Consignes =>
• a. Relevez tous les noms propres de projets et de laboratoires cités dans l'extrait sur les mousses polymériques.
• b. D'après l'extrait sur les mousses polymériques, pourquoi la capacité de ce liquide à mousser est-elle jugée étonnante ?

Extrait du document =>
===============

Dans le cadre du projet Soft2Hard, une équipe du Laboratoire de Physique des Solides vient de démontrer la possibilité de faire mousser des liquides polymériques sans ajout de molécules tensioactives. L’usage de ces liquides est susceptible d’ouvrir de nouvelles voies dans la conception de mousses solides.
Qui ne le sait pas : pour faire une belle mousse, on doit ajouter des agents moussants, comme, par exemple, le savon. Dans le cadre d’un projet collaboratif PALM, des chercheurs du Laboratoire de Physique des Solides viennent de réaliser des expériences mettant en évidence l’existence de liquides purs formant des bulles et des mousses stables sans l’ajout de stabilisants (« tensioactifs »). Le liquide « auto-stabilisant » en question est un polymère (enchaînement statistique de plusieurs molécules identiques ou différentes) dérivé du silicone. En forme de brosse dont les « poils » sont constitués de molécules de la famille des oxydes d’alkylènes, il permet de faire des bulles pouvant vivre jusqu’à 40h. Dans la famille des polymères liquides, c’est pour l’instant le seul, à la connaissance des chercheurs ayant réalisé cette étude, à être capable de former des mousses aussi stables. Comment cette molécule en apparence classique peut-elle avoir cette capacité aussi étonnante?

===============

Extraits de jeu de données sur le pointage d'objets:

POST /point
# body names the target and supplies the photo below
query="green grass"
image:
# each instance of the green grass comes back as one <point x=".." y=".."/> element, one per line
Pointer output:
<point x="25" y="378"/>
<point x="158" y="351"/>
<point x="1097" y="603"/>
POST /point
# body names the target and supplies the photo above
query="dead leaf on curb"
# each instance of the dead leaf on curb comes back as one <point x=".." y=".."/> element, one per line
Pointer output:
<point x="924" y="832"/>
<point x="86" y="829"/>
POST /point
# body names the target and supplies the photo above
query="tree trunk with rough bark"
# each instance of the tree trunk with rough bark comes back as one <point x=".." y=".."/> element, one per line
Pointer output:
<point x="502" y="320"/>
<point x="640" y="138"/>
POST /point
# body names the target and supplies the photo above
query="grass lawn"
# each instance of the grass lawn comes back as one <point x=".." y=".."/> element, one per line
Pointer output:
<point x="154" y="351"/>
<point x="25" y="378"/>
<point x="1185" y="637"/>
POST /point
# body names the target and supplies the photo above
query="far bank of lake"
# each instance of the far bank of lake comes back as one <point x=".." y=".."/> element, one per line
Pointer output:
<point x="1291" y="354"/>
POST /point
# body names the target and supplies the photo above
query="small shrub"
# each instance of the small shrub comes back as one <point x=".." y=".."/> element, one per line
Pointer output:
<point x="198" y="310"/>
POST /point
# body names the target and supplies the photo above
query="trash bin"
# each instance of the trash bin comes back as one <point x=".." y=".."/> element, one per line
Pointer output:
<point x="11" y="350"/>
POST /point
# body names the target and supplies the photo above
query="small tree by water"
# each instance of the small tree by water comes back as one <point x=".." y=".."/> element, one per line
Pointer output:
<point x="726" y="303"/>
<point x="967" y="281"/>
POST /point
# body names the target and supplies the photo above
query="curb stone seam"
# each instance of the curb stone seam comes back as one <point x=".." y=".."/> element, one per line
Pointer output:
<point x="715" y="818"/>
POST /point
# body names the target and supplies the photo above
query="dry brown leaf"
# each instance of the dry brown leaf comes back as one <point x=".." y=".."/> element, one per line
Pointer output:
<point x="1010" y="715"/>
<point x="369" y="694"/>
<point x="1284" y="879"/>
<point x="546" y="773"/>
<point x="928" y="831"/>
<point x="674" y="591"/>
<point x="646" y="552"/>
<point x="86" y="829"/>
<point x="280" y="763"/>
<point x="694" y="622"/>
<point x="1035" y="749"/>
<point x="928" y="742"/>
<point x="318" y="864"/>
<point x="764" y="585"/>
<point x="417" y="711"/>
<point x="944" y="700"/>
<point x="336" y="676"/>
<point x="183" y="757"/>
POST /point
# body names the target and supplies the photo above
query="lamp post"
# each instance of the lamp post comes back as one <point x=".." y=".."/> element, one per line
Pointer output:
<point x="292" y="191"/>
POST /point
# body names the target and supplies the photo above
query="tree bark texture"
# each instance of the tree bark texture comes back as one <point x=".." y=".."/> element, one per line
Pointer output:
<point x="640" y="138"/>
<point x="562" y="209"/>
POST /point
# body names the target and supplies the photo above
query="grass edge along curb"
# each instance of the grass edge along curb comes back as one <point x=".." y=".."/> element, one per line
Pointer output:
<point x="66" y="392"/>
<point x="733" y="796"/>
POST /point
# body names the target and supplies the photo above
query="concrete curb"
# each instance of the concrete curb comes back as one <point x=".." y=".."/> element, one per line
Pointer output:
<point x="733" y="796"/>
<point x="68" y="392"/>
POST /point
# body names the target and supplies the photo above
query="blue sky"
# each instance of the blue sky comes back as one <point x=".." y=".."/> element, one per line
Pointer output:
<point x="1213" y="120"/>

===============

Réponses par consigne =>
• a. Soft2Hard, PALM, Laboratoire de Physique des Solides

• b. En général, pour obtenir une belle mousse, il faut ajouter des agents moussants comme le savon. Or ce polymère liquide pur forme des bulles et des mousses stables sans ajout de tensioactifs, et ses bulles peuvent vivre jusqu'à 40 h. À la connaissance des chercheurs, c'est pour l'instant le seul de la famille des polymères liquides à former des mousses aussi stables.